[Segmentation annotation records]
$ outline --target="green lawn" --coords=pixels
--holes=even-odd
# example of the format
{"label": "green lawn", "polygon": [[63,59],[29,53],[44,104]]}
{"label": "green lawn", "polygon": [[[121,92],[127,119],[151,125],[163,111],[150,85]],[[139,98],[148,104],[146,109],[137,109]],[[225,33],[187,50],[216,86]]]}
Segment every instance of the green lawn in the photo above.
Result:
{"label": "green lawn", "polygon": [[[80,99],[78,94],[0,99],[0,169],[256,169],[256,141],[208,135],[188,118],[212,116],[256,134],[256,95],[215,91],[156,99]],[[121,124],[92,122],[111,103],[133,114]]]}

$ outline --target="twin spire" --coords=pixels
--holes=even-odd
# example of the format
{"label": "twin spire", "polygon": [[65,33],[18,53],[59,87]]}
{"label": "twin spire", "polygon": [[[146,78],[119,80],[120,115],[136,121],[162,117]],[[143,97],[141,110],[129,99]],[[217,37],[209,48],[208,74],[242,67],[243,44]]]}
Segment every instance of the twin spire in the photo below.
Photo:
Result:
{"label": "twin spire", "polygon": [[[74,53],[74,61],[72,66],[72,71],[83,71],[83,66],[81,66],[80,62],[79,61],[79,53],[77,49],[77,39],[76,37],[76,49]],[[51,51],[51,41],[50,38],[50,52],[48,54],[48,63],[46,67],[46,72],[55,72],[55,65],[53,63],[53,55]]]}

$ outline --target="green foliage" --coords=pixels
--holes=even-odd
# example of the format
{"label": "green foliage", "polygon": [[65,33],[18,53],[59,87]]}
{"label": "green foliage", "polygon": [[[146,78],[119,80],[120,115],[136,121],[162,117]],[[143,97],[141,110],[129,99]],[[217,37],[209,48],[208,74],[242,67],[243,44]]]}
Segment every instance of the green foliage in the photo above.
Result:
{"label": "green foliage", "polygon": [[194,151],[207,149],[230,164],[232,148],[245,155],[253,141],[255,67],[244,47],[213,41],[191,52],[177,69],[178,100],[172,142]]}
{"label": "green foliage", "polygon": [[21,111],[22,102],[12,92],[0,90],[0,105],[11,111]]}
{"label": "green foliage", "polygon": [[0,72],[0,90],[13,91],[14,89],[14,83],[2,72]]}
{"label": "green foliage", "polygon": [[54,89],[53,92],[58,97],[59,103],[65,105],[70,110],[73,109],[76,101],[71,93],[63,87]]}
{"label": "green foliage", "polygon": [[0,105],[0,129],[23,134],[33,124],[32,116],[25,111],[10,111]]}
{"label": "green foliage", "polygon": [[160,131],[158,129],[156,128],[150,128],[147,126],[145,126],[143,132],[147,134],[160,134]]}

### What the exercise asks
Above are some records; extract every one of them exactly.

### Final result
$ outline --target="green lawn" --coords=pixels
--holes=even-odd
# example of the format
{"label": "green lawn", "polygon": [[63,59],[29,53],[44,104]]}
{"label": "green lawn", "polygon": [[[121,92],[127,119],[151,125],[163,111],[150,85]],[[139,98],[148,104],[146,109],[137,109]],[[225,33],[187,50],[216,86]]]}
Segment every instance of the green lawn in the photo above.
Result:
{"label": "green lawn", "polygon": [[[80,99],[78,94],[0,99],[0,169],[256,169],[256,141],[208,135],[188,118],[212,116],[256,134],[256,95],[215,91],[156,99]],[[121,124],[92,122],[111,103],[133,114]]]}

$ outline --target="twin spire" --coords=pixels
--holes=even-odd
# example of the format
{"label": "twin spire", "polygon": [[65,33],[18,53],[59,87]]}
{"label": "twin spire", "polygon": [[[146,78],[119,80],[120,115],[136,121],[162,117]],[[143,97],[141,110],[129,99]],[[217,37],[209,48],[208,74],[242,67],[243,44]]]}
Segment every instance of the twin spire in the photo below.
Photo:
Result:
{"label": "twin spire", "polygon": [[[74,53],[74,61],[72,66],[72,71],[83,71],[83,66],[81,66],[80,62],[79,61],[79,53],[77,49],[77,39],[76,37],[76,49]],[[51,51],[51,41],[50,38],[50,52],[48,54],[48,63],[46,67],[46,72],[55,72],[55,65],[53,63],[53,55]]]}

$ outline --target="green foliage" --coords=pixels
--holes=even-odd
# example of the format
{"label": "green foliage", "polygon": [[65,33],[18,53],[59,87]]}
{"label": "green foliage", "polygon": [[[146,78],[119,80],[120,115],[136,121],[162,117]],[[143,97],[141,110],[129,99]],[[217,37],[209,48],[208,74],[242,67],[243,44]]]}
Segment every instance of the green foliage in the photo above.
Result:
{"label": "green foliage", "polygon": [[194,151],[207,149],[230,164],[232,148],[245,155],[253,141],[255,67],[244,47],[213,41],[191,52],[177,69],[178,100],[172,142]]}
{"label": "green foliage", "polygon": [[21,111],[22,102],[12,92],[0,90],[0,105],[11,111]]}
{"label": "green foliage", "polygon": [[0,72],[0,90],[13,91],[14,89],[14,83],[2,72]]}
{"label": "green foliage", "polygon": [[54,89],[53,92],[58,97],[59,103],[65,105],[70,110],[73,109],[76,101],[71,93],[63,87]]}
{"label": "green foliage", "polygon": [[0,105],[0,129],[23,134],[33,124],[32,116],[25,111],[10,111]]}
{"label": "green foliage", "polygon": [[160,131],[158,129],[156,128],[150,128],[147,126],[145,126],[143,132],[147,134],[160,134]]}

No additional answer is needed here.